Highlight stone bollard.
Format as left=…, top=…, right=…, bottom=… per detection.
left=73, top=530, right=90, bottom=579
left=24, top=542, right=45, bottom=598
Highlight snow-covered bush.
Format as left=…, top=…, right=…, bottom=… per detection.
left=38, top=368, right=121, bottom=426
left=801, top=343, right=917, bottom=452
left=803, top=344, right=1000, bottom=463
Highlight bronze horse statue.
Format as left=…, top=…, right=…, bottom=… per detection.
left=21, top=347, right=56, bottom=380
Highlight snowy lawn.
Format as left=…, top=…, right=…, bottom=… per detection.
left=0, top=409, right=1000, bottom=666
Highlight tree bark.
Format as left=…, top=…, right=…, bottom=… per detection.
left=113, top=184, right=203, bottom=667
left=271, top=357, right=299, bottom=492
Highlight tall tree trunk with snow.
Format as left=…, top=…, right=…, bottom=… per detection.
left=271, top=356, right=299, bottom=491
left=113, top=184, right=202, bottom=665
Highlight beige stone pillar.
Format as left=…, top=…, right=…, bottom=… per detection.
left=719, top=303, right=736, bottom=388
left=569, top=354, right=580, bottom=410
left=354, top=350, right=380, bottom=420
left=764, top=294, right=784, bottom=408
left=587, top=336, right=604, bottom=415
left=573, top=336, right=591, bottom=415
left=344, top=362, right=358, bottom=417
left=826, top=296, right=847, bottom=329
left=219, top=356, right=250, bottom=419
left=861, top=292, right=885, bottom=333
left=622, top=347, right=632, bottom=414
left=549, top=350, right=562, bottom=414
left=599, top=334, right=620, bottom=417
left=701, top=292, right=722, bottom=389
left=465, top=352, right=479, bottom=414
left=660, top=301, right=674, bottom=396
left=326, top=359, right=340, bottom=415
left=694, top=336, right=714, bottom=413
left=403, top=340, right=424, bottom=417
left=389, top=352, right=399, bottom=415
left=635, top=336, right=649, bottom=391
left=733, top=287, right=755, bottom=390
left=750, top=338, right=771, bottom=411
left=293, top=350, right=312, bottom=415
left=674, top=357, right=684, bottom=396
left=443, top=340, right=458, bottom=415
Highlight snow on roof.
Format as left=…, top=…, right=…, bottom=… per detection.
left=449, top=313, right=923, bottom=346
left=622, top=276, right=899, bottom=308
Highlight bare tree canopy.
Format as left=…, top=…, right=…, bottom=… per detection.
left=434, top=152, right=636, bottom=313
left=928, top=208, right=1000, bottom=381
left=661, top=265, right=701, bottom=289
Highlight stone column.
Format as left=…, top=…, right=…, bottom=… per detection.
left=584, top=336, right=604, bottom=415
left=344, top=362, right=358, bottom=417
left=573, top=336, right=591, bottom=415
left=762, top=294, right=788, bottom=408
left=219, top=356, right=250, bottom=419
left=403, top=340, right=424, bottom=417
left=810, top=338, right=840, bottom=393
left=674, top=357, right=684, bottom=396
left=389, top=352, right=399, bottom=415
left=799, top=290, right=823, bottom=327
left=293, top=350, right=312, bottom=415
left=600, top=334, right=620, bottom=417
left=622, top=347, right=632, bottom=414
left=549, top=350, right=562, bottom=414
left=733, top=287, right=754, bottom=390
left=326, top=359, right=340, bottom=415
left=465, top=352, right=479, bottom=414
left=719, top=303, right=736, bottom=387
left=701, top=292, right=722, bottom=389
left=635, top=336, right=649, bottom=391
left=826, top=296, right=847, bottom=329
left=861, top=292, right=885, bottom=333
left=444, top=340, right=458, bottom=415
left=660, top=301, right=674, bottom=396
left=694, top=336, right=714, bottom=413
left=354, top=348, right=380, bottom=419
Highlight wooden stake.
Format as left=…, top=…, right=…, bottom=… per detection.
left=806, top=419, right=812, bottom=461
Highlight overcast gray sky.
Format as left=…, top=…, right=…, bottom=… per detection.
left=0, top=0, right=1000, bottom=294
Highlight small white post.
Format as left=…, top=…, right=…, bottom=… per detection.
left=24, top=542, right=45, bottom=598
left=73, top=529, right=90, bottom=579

——

§ EXERCISE INSTRUCTIONS
Convert every line of the records above into a Markdown table with the columns "Row" and "Line", numbering the rows in order and omitting any blank lines.

§ EXERCISE SOLUTION
| Row | Line |
|---|---|
| 1 | Highlight stone bollard. |
| 2 | Format as left=…, top=…, right=…, bottom=… per detection. |
| 3 | left=73, top=530, right=90, bottom=579 |
| 4 | left=24, top=542, right=45, bottom=598 |
| 5 | Highlight snow-covered bush. |
| 6 | Format as left=…, top=…, right=…, bottom=… per detection. |
| 7 | left=38, top=368, right=121, bottom=426 |
| 8 | left=801, top=343, right=917, bottom=452 |
| 9 | left=803, top=344, right=1000, bottom=463 |
| 10 | Highlight bronze horse statue. |
| 11 | Format as left=…, top=…, right=…, bottom=… per detection. |
| 12 | left=21, top=347, right=56, bottom=380 |
| 13 | Highlight snowy lawn. |
| 14 | Format as left=…, top=…, right=…, bottom=… per detection. |
| 15 | left=0, top=409, right=1000, bottom=666 |
| 16 | Highlight tree bark. |
| 17 | Format as left=…, top=…, right=…, bottom=… per detection. |
| 18 | left=113, top=184, right=203, bottom=667 |
| 19 | left=271, top=357, right=299, bottom=492 |
| 20 | Highlight tall tree trunk with snow. |
| 21 | Format as left=…, top=…, right=…, bottom=… per detection. |
| 22 | left=271, top=356, right=299, bottom=491 |
| 23 | left=113, top=184, right=202, bottom=665 |
| 24 | Highlight beige stone pillar. |
| 25 | Format as left=…, top=…, right=…, bottom=… per detection. |
| 26 | left=719, top=303, right=736, bottom=388 |
| 27 | left=569, top=354, right=580, bottom=410 |
| 28 | left=354, top=350, right=380, bottom=420 |
| 29 | left=764, top=294, right=784, bottom=408 |
| 30 | left=587, top=336, right=604, bottom=415 |
| 31 | left=573, top=336, right=591, bottom=415 |
| 32 | left=344, top=362, right=358, bottom=417 |
| 33 | left=826, top=296, right=847, bottom=329 |
| 34 | left=219, top=356, right=250, bottom=419 |
| 35 | left=861, top=292, right=885, bottom=333 |
| 36 | left=622, top=347, right=632, bottom=414 |
| 37 | left=549, top=350, right=562, bottom=414 |
| 38 | left=599, top=334, right=620, bottom=417 |
| 39 | left=701, top=292, right=722, bottom=389 |
| 40 | left=465, top=352, right=479, bottom=414 |
| 41 | left=660, top=301, right=674, bottom=396 |
| 42 | left=326, top=359, right=340, bottom=415 |
| 43 | left=694, top=336, right=714, bottom=413 |
| 44 | left=403, top=340, right=424, bottom=417 |
| 45 | left=389, top=352, right=399, bottom=415 |
| 46 | left=635, top=336, right=649, bottom=391 |
| 47 | left=733, top=287, right=755, bottom=390 |
| 48 | left=750, top=338, right=771, bottom=411 |
| 49 | left=293, top=350, right=312, bottom=415 |
| 50 | left=674, top=357, right=684, bottom=396 |
| 51 | left=443, top=340, right=458, bottom=415 |
| 52 | Highlight snow on roof. |
| 53 | Format as left=…, top=…, right=…, bottom=… per detection. |
| 54 | left=449, top=313, right=923, bottom=346 |
| 55 | left=622, top=276, right=899, bottom=308 |
| 56 | Highlight bare tree canopy. |
| 57 | Format as left=…, top=…, right=…, bottom=… per detection. |
| 58 | left=434, top=152, right=636, bottom=313 |
| 59 | left=928, top=208, right=1000, bottom=381 |
| 60 | left=661, top=265, right=701, bottom=289 |
| 61 | Highlight stone column. |
| 62 | Format as left=…, top=…, right=…, bottom=… per detection. |
| 63 | left=584, top=336, right=604, bottom=415 |
| 64 | left=344, top=362, right=358, bottom=417 |
| 65 | left=573, top=336, right=591, bottom=415 |
| 66 | left=762, top=294, right=788, bottom=408 |
| 67 | left=219, top=356, right=250, bottom=419 |
| 68 | left=403, top=340, right=424, bottom=417 |
| 69 | left=810, top=338, right=840, bottom=393 |
| 70 | left=674, top=357, right=684, bottom=396 |
| 71 | left=389, top=352, right=399, bottom=415 |
| 72 | left=799, top=290, right=823, bottom=327 |
| 73 | left=293, top=350, right=312, bottom=415 |
| 74 | left=600, top=334, right=620, bottom=417 |
| 75 | left=622, top=347, right=632, bottom=414 |
| 76 | left=549, top=350, right=562, bottom=414 |
| 77 | left=733, top=287, right=754, bottom=390 |
| 78 | left=326, top=359, right=340, bottom=415 |
| 79 | left=465, top=352, right=479, bottom=414 |
| 80 | left=719, top=303, right=736, bottom=387 |
| 81 | left=701, top=292, right=722, bottom=389 |
| 82 | left=635, top=336, right=649, bottom=391 |
| 83 | left=826, top=296, right=847, bottom=329 |
| 84 | left=861, top=292, right=885, bottom=333 |
| 85 | left=444, top=340, right=458, bottom=415 |
| 86 | left=660, top=301, right=674, bottom=396 |
| 87 | left=694, top=336, right=714, bottom=413 |
| 88 | left=354, top=348, right=380, bottom=419 |
| 89 | Highlight wooden stake. |
| 90 | Format as left=…, top=…, right=…, bottom=… per detection. |
| 91 | left=806, top=419, right=812, bottom=461 |
| 92 | Highlight overcast gray sky. |
| 93 | Format as left=…, top=…, right=…, bottom=… per detection. |
| 94 | left=0, top=0, right=1000, bottom=294 |
| 95 | Highlight small white post. |
| 96 | Format as left=…, top=…, right=…, bottom=… per detection. |
| 97 | left=24, top=542, right=45, bottom=598 |
| 98 | left=73, top=529, right=90, bottom=579 |